[OBJECTIF DE LA TÂCHE] Recopiez intégralement et à l'identique le témoignage sur l'hypocondrie présenté ci-dessous.

[TEXTE DE L'EXERCICE]
○ ○ ○ ○ ○ ○ ○

Le plus inquiétant en ce moment, c’est tout ce qui entre dans mon corps. Des ondes de GSM à l’air que je respire et ce que je mange et bois. J’aime les barbecues, mais quand j’en mange, après je m’enferme pendant trois jours parce que je suis terrifié par les substances cancérigènes du charbon de bois. Entre-temps, ça détermine ma vie. Je vais de médecin en médecin, partout en Belgique. Quand je fais un scan et que tout va bien, alors je n’y crois pas. On dit que je dois cesser les recherches sur Google, mais je le fais quand même – c’est plus fort que moi. Maintenant, je suis sur la liste d’attente d’un psychologue. J’espère qu’il pourra m’apprendre à penser différemment. Je dois apprendre à m’y faire, mais guérir ? Ce n’est plus possible. Je serai hypocondriaque jusqu’à la fin de mes jours. Apprendre à vivre avec est la seule chose à faire. »

Marloes (52)

○ ○ ○ ○ ○ ○ ○

Entrées de données enregistrées
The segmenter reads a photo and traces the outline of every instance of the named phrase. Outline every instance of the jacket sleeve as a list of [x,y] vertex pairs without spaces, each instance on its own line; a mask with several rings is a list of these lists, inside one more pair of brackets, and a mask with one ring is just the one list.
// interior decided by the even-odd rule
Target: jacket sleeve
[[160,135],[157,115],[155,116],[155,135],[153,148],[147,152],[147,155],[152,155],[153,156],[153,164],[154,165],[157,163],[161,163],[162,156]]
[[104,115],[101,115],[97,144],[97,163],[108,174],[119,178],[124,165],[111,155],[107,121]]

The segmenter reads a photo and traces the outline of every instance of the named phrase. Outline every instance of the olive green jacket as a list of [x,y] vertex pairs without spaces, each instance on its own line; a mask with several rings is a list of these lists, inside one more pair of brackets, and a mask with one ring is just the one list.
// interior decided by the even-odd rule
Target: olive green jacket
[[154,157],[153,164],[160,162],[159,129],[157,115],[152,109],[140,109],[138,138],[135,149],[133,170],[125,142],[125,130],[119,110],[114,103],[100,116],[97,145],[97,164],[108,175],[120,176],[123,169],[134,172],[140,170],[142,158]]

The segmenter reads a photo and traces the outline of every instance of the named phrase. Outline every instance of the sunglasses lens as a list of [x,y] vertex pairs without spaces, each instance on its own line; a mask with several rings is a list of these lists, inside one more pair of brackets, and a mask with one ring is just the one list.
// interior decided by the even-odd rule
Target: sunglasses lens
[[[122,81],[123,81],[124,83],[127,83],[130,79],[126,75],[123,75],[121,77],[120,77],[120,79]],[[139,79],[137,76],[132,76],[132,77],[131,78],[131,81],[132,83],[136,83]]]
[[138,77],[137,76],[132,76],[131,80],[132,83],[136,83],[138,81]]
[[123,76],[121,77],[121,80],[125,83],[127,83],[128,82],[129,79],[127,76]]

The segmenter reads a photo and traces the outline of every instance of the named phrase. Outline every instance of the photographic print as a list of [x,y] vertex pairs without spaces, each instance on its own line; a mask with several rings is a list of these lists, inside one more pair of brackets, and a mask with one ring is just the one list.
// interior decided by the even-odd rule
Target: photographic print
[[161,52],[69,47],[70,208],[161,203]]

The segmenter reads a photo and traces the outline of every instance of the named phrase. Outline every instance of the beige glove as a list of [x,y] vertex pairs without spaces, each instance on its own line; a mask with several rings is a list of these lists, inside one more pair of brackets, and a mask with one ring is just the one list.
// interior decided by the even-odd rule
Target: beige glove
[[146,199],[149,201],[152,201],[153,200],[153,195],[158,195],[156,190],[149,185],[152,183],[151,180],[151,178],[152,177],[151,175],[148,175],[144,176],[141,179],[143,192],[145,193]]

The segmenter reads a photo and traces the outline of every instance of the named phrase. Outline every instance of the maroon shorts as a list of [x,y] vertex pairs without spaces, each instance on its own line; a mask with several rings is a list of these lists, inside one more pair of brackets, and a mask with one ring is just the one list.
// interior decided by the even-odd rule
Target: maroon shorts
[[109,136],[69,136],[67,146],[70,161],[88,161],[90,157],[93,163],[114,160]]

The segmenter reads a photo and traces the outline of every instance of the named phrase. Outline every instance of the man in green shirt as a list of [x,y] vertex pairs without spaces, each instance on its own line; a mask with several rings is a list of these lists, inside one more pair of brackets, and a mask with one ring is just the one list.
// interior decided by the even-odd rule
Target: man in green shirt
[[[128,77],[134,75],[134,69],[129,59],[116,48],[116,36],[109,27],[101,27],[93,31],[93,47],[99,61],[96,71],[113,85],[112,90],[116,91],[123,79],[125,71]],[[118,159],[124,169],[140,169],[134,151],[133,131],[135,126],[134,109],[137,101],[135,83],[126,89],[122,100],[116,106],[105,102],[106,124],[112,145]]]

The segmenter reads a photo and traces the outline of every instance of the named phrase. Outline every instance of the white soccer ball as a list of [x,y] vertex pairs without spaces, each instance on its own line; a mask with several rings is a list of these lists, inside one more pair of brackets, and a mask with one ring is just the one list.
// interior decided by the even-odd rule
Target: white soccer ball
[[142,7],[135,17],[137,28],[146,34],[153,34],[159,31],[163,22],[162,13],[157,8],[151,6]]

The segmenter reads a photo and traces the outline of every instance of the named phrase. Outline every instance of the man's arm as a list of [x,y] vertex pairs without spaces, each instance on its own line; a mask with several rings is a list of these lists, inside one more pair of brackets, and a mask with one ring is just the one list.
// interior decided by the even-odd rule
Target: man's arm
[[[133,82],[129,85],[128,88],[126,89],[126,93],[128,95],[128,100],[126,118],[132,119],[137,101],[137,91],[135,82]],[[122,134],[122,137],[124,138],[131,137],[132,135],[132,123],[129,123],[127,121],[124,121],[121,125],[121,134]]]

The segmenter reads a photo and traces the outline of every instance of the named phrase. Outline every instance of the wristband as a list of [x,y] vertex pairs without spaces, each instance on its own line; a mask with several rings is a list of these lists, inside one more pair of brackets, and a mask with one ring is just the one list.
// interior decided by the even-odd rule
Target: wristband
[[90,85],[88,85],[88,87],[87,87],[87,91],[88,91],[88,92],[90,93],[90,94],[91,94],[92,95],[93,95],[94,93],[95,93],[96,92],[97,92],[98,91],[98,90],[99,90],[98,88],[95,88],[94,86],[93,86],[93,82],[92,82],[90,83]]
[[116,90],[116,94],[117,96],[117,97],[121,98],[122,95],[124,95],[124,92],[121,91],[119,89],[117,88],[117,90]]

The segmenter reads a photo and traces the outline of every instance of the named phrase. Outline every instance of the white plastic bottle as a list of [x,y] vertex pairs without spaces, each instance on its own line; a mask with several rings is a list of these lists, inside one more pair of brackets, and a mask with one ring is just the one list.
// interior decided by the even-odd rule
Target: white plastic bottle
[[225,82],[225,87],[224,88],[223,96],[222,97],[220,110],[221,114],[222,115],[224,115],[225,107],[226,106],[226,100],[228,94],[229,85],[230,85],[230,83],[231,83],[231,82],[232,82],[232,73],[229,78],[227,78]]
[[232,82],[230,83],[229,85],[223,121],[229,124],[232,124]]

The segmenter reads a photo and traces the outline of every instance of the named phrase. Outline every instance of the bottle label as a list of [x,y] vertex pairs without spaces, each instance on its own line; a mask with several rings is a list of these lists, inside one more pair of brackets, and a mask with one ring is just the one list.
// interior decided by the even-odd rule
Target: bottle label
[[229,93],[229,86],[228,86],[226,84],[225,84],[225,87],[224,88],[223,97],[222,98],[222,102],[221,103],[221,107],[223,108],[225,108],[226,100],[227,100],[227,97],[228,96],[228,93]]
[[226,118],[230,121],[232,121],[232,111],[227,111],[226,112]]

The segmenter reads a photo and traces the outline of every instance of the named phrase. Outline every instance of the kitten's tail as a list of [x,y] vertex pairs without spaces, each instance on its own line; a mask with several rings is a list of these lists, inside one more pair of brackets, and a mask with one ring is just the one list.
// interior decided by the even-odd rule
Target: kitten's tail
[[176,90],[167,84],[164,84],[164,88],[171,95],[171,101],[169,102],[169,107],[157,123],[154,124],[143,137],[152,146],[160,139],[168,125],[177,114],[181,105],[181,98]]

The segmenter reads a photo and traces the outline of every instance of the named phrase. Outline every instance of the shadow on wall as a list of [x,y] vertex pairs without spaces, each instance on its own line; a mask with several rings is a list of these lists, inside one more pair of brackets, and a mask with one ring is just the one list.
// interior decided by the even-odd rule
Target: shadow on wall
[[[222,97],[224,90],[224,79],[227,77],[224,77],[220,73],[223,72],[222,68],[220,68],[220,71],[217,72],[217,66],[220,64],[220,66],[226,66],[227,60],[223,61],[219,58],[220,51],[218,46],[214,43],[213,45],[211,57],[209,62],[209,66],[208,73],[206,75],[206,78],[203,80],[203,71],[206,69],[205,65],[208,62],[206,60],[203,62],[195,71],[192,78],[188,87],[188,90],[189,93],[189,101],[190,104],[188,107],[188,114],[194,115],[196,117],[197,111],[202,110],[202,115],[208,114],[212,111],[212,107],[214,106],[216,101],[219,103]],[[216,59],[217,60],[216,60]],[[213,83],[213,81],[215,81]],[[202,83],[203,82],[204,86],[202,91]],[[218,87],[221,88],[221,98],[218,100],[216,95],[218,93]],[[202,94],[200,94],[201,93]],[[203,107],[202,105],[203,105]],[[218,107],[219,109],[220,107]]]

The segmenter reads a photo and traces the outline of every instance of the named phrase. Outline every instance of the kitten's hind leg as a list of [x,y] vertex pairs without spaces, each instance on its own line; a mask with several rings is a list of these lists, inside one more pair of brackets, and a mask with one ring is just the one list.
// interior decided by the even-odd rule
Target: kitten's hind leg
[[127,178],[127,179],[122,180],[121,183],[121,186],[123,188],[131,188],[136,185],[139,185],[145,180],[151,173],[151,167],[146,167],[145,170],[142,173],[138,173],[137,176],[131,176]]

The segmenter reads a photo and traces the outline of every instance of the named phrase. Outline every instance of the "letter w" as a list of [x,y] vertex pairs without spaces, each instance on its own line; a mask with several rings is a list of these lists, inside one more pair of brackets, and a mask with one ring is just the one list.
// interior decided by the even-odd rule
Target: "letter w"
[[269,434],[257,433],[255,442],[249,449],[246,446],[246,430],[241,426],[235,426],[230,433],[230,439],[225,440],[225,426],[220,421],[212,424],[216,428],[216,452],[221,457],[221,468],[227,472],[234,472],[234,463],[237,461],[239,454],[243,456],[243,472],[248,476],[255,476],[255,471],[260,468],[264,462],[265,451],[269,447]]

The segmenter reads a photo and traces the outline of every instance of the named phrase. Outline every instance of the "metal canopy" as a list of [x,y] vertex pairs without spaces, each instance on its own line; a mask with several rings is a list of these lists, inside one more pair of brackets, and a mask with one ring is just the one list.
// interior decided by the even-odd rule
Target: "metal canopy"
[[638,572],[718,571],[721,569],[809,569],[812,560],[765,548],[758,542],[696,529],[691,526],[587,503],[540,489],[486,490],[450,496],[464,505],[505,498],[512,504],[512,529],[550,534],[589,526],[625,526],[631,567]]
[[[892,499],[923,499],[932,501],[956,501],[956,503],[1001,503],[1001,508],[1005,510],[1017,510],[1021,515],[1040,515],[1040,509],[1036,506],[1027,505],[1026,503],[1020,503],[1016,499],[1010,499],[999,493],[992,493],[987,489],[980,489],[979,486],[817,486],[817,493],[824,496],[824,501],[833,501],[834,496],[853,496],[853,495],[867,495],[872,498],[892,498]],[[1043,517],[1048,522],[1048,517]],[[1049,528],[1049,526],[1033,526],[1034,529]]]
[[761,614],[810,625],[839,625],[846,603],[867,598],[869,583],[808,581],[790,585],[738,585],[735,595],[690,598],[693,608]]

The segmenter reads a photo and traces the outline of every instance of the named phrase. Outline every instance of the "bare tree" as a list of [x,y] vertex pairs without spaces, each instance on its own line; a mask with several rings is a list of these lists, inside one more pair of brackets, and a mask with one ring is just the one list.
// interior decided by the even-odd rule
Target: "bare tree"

○ ○ ○ ○ ○ ○ ○

[RÉPONSE À LA TÂCHE]
Le plus inquiétant en ce moment, c’est tout ce qui entre dans mon corps. Des ondes de GSM à l’air que je respire et ce que je mange et bois. J’aime les barbecues, mais quand j’en mange, après je m’enferme pendant trois jours parce que je suis terrifié par les substances cancérigènes du charbon de bois. Entre-temps, ça détermine ma vie. Je vais de médecin en médecin, partout en Belgique. Quand je fais un scan et que tout va bien, alors je n’y crois pas. On dit que je dois cesser les recherches sur Google, mais je le fais quand même – c’est plus fort que moi. Maintenant, je suis sur la liste d’attente d’un psychologue. J’espère qu’il pourra m’apprendre à penser différemment. Je dois apprendre à m’y faire, mais guérir ? Ce n’est plus possible. Je serai hypocondriaque jusqu’à la fin de mes jours. Apprendre à vivre avec est la seule chose à faire. »

Marloes (52)